Extract to read:
Every time i got out with my best friends we usually stop to feed the pigeons. So when i told my father he simply looked at me as if i were a crazed todler and sweetly told me, "we'll see about it" he prob thought i'd let the matter drop.

Luckily my father is one of those docile types, and i'm the perfect, obedient, helpful, never complaining child. Compared to the arrogant unsatisfied irritation i have as a brother, they tend to appreciate what i do.
so if i insist enough i usually get what i want.  

btw, how big is your house if your father took that long to realize. 0_0


----------



## fantailgirl (Jul 19, 2005)

I live on a farm. I put them in an old chicken pen that's half hidden by a big willow, and it was when one took off that he noticed them. He generally didn't even come down there. Now he does because he went out a month later and ordered a bunch of chicks. So now we have chickens in that pen, and my pigeons are elsewhere.


----------



## fantailgirl (Jul 19, 2005)

Oh yes, the *perfect one*. We have ALL used that excuse! Lucky for me, I'm the perfect one in my family too  , but my dad isn't the docile type. So we battle over what happens next, and my defense against him is "I FEED YOUR COWS!!!" Which usually means I lose that chore for a week, then I come home after party and all I hear is cows bellowing because they hadn't been fed. So, yeah, if I fight for it, or just bring it home and pay for it, I win. He's alot better than he was. He said that me and my sister could only have four "worthless" animals each, well that idea was shot as well. We now have over a hundred rabbits, 20 pigeons, a dove, and (of course) the Four Peacocks. My mother had a huge say in this as well, seeing as how she breeds rabbits with me.

If you're wnder why the heck I have so many rabbits, I show them. Alot of people don't seem to understand that consept (sp?).


----------



## Lisa C. (Sep 1, 2005)

wow, thats a lot of pets.  

We live in a large central town, (that is if ne thing on an island with a pop of less than half a million can be called large), and though my family love pets we're limited to small numbers.
Over the years we've had:
2 dogs
1 cat
4 budgies
2 canaries
2 hamsters
1 cockatail
2 goldfish
and 1 rabbit.

It must be great living on a farm, but how do u cope with working and school?


----------



## rosey_love (Mar 21, 2004)

Your 24 Elvis? lol I thought you were younger...


----------



## fantailgirl (Jul 19, 2005)

We have the following:
5 cows
4 '05 steer calves
3 '04 steer calves
1 '05 heifer
1 '04 heifer
1 '03 bullock
~sum of 15 head of cattle

2 geldings
2 mares
1 '01 stallion
2 '05 fillies
~sum 0f 7 horses

over 100 rabbits(I'm not even going to count there...)
alot of chickens
alot of pheasants
four peacocks
 twenty pigeons plus 2 eggs (yea!!!)

Four dogs
a cat
a snake
and a praying Mantis named Eddy
Most of them I wouldn't consider as pets. I mean, you can't make a pet out of steer and then be able to eat it, would you? And trust me, we eat alot of beef over here!
I live outside a small city (pop. 20,000) that no one has ever heard of. Kinda nice, yet not, because you know everyone.

Stored items:
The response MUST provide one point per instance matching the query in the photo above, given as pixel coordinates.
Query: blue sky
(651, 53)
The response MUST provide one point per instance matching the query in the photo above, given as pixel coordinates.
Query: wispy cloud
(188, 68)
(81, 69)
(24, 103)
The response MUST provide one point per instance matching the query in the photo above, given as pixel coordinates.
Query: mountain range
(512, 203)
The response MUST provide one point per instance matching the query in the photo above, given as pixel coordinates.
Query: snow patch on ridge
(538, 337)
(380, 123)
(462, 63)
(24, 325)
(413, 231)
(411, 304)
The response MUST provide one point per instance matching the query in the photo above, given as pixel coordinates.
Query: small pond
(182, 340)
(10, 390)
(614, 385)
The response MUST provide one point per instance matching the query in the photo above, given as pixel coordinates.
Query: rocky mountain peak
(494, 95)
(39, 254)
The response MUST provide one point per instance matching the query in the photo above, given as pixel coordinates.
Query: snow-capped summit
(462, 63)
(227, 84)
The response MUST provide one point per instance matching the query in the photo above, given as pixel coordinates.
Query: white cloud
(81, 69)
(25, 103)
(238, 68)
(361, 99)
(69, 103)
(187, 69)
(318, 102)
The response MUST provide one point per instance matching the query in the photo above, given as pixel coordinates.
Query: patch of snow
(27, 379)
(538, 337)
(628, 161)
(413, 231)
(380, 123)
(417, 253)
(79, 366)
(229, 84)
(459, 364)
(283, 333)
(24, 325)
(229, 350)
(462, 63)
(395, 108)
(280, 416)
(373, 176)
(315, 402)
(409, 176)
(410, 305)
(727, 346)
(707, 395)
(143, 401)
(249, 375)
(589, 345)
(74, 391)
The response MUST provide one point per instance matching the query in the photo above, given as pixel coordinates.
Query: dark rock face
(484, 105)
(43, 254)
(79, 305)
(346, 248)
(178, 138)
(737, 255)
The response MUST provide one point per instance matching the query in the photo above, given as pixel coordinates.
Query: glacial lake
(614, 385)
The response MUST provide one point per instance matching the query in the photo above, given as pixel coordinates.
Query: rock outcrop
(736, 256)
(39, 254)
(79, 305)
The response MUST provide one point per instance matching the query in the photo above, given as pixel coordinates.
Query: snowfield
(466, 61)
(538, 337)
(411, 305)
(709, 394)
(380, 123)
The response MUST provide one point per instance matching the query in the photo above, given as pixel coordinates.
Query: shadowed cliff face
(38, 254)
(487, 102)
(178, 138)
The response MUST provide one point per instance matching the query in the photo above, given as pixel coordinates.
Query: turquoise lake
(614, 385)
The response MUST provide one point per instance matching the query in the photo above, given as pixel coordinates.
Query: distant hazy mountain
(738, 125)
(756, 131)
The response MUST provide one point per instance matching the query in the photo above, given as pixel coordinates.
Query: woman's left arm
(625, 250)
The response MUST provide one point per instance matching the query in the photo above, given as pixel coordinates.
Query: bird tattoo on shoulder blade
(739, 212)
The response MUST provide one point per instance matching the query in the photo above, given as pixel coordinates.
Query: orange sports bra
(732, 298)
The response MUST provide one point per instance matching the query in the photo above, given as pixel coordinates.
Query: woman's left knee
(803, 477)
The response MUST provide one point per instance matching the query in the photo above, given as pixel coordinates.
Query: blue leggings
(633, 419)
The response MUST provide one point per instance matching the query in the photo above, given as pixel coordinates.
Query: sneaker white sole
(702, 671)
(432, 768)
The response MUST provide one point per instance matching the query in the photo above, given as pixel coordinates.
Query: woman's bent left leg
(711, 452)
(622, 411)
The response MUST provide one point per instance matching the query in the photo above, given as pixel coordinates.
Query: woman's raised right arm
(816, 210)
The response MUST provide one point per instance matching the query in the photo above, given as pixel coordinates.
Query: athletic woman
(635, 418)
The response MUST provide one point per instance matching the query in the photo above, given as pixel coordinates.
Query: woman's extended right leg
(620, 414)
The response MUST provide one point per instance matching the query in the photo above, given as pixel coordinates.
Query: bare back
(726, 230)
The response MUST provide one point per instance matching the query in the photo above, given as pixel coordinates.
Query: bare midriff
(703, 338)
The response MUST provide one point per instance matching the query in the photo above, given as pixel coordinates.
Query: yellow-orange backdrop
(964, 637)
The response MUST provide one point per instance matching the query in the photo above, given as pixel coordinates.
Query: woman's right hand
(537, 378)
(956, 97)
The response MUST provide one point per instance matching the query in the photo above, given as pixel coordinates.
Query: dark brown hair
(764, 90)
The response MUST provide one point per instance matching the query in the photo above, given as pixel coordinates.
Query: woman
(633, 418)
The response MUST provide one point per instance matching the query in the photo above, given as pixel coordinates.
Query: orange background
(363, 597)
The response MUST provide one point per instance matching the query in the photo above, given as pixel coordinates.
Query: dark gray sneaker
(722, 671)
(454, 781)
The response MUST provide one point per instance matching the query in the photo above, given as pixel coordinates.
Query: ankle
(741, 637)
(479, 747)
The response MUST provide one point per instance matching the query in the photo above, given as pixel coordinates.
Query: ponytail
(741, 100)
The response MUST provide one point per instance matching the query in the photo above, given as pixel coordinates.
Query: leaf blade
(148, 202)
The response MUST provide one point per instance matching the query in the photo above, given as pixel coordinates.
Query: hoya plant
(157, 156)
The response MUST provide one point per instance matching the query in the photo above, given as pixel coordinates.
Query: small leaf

What this task involves: In the forum thread above, where did fantailgirl put her pigeons before her father noticed them?

Task result: In an old chicken pen half hidden by a big willow.